Texto de referencia ▸
Soy un partidario del diálogo. Quiero hablar con los muertos, más elocuentes hoy que los vivos, limitados en nuestra supervivencia a llorar y no entender nada, a pedir venganza, calma o justicia.

Me gustaría cambiar unas palabras con la viajera de la boca abierta que he visto una y otra vez en las imágenes televisadas, empotrado su cuerpo yerto entre los hierros de un tren; a su lado colgaba un trapo, incapaz de tapar esos labios rígidos, esa garganta que tal vez no llegó a pedir auxilio. Querría ser la última persona con la que habló en el tren dicha mujer, antes del estallido; el depositario del malhumor de su madrugón o de la alegría con que iba a su destino en un trabajo que esa misma mañana empezaba; el auxiliar del dolor que ya no puede sufrir.

Me gustaría conocer la lengua propia de esa otra mujer rubia, tal vez checa, que buscaba a su marido en la puerta de un hospital, chapurreando angustiadamente; consolarla en su idioma y darle -en árabe- palabras de congratulación a la madre norteafricana que, con su hijo malherido al lado, contaba ante una cámara la suerte de haber escapado por segunda vez a un trágico sino. Lo sabíamos, pero este día aciago de Madrid nos recuerda de forma mordiente hasta qué punto las víctimas terroristas no tienen denominación de origen. Todos somos unos sin papeles en el estado universal del terror.

Ítems mostrados ▸

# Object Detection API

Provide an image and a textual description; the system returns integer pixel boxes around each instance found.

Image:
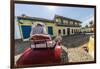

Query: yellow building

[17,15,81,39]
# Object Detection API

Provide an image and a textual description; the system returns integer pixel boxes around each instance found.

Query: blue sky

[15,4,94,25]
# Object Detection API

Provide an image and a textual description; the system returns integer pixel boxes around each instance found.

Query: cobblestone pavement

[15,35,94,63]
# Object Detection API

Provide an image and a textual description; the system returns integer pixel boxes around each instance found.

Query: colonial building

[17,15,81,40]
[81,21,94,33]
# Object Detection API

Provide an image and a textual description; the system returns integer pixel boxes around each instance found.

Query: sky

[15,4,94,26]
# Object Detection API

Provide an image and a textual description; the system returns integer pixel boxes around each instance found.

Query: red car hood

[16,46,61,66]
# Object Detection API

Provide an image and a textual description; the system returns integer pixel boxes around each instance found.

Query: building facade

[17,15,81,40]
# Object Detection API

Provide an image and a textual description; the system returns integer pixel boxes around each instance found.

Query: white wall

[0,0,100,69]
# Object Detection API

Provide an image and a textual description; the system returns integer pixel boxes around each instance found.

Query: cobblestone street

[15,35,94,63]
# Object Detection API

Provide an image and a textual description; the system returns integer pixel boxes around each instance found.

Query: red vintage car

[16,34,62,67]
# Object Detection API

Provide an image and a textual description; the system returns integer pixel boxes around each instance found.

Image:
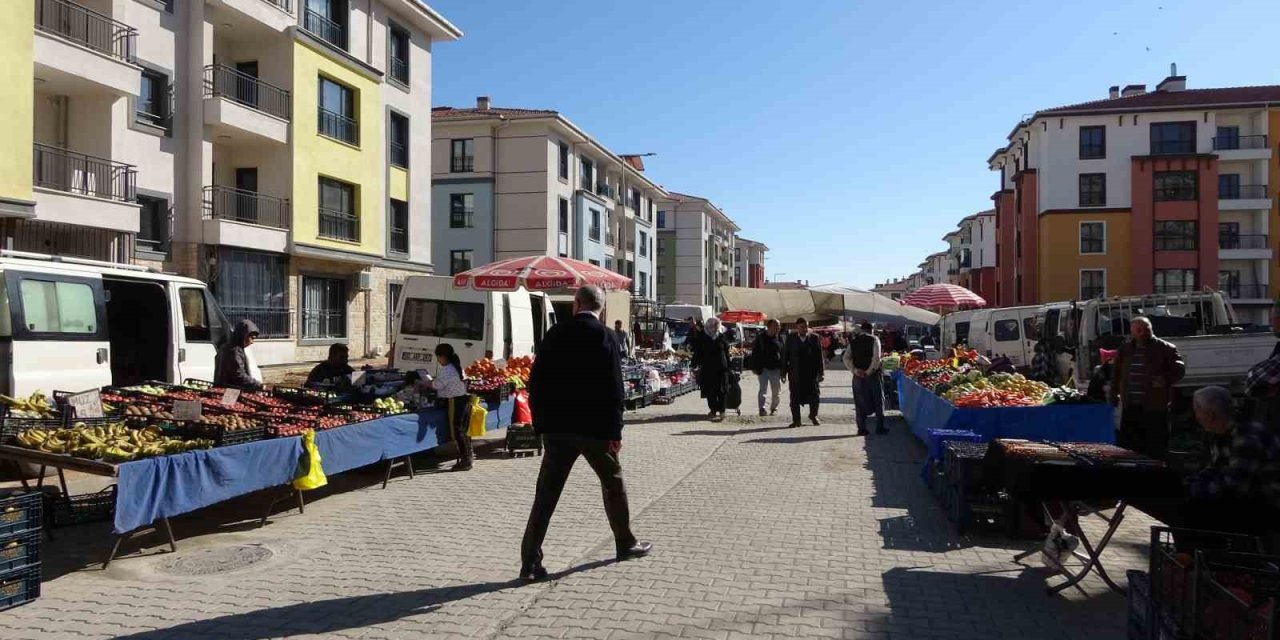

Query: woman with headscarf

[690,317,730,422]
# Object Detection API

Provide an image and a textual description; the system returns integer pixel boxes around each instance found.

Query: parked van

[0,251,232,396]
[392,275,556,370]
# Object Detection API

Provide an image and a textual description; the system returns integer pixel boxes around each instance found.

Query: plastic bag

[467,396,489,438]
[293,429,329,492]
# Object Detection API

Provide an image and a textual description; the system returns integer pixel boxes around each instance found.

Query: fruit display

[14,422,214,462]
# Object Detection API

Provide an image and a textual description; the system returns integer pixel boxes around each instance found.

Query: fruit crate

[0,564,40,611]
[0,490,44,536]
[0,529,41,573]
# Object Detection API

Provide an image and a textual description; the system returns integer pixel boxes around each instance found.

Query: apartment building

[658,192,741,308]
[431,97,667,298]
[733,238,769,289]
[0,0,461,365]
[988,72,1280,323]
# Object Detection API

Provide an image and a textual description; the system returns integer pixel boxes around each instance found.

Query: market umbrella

Descripción de la tarea ▸ Por favor, enumera las cosas que, según el texto sobre las víctimas del terror en Madrid, se limitan a pedir los vivos.

Respuesta ▸
- Venganza
- Calma
- Justicia